• Work to be completed
Convert the records, from the beginning through the line containing "[70,28,97,41]", into a JSON list of strings with one string per line and blank lines omitted. Exclude the pictures from the output.

***** Records shown

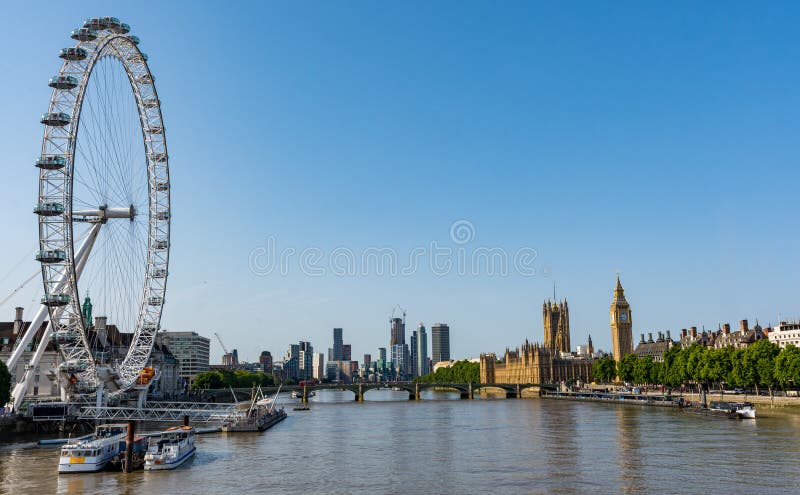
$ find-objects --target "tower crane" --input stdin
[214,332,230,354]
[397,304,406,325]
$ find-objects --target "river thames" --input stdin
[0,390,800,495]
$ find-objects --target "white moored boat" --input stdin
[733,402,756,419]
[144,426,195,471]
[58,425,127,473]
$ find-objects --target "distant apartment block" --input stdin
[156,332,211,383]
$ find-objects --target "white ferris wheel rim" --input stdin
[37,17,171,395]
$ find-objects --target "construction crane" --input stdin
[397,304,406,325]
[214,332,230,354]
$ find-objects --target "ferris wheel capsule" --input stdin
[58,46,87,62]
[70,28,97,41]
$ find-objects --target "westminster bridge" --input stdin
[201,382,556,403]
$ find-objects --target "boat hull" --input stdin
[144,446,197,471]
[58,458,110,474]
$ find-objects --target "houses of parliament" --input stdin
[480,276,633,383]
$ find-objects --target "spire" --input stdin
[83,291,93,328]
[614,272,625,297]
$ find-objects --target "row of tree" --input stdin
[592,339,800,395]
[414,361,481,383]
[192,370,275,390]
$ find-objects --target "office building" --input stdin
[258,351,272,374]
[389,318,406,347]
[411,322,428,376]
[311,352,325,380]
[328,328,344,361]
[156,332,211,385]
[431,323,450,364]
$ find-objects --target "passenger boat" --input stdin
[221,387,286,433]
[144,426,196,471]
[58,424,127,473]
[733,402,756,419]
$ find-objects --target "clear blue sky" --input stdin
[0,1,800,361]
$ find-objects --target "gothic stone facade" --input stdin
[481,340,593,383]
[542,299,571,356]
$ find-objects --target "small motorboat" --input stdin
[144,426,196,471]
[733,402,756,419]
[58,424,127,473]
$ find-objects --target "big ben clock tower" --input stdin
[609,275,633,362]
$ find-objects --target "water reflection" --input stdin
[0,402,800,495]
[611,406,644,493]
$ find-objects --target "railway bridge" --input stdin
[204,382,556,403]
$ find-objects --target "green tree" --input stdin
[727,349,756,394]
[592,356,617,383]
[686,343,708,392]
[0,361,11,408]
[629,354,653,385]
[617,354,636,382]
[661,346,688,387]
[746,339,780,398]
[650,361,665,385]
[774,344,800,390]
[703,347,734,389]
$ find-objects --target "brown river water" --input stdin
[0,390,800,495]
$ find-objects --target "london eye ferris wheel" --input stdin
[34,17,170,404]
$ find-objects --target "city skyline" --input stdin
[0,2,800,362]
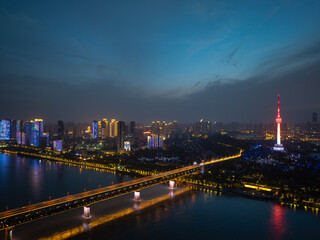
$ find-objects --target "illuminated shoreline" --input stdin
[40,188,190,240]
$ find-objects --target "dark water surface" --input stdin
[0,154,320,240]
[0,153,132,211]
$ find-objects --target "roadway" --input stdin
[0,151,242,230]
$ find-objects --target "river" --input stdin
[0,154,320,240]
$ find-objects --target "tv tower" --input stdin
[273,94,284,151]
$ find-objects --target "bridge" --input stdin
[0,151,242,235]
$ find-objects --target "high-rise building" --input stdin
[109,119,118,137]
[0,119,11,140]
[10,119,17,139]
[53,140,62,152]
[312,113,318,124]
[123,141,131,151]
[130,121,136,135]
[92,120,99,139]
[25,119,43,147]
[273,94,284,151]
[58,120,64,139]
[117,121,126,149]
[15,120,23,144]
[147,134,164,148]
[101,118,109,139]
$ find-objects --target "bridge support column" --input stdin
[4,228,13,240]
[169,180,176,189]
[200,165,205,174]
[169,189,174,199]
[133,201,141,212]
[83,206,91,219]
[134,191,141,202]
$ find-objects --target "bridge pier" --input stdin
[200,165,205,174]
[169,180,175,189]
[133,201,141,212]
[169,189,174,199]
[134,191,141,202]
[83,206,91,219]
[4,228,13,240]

**********

• Response to the task
[
  "$ find-objects --target \"tower crane\" --input stdin",
  "[214,332,230,354]",
  "[397,304,406,325]",
  "$ find-objects --target \"river thames\" --input stdin",
  "[0,390,800,495]",
  "$ find-objects --target \"white moored boat\" --input stdin",
  "[733,402,756,419]",
  "[144,426,195,471]",
  "[58,425,127,473]",
  "$ find-objects --target \"distant apartment block\" --input stdin",
  "[156,332,211,383]",
  "$ find-objects --target \"white ferris wheel rim\" --input stdin",
  "[37,17,171,395]",
  "$ find-objects --target \"construction crane\" --input stdin",
  "[397,304,406,325]",
  "[214,332,230,354]",
  "$ find-objects --target \"ferris wheel capsule\" --input stdin",
  "[58,46,87,62]",
  "[70,28,97,41]"
]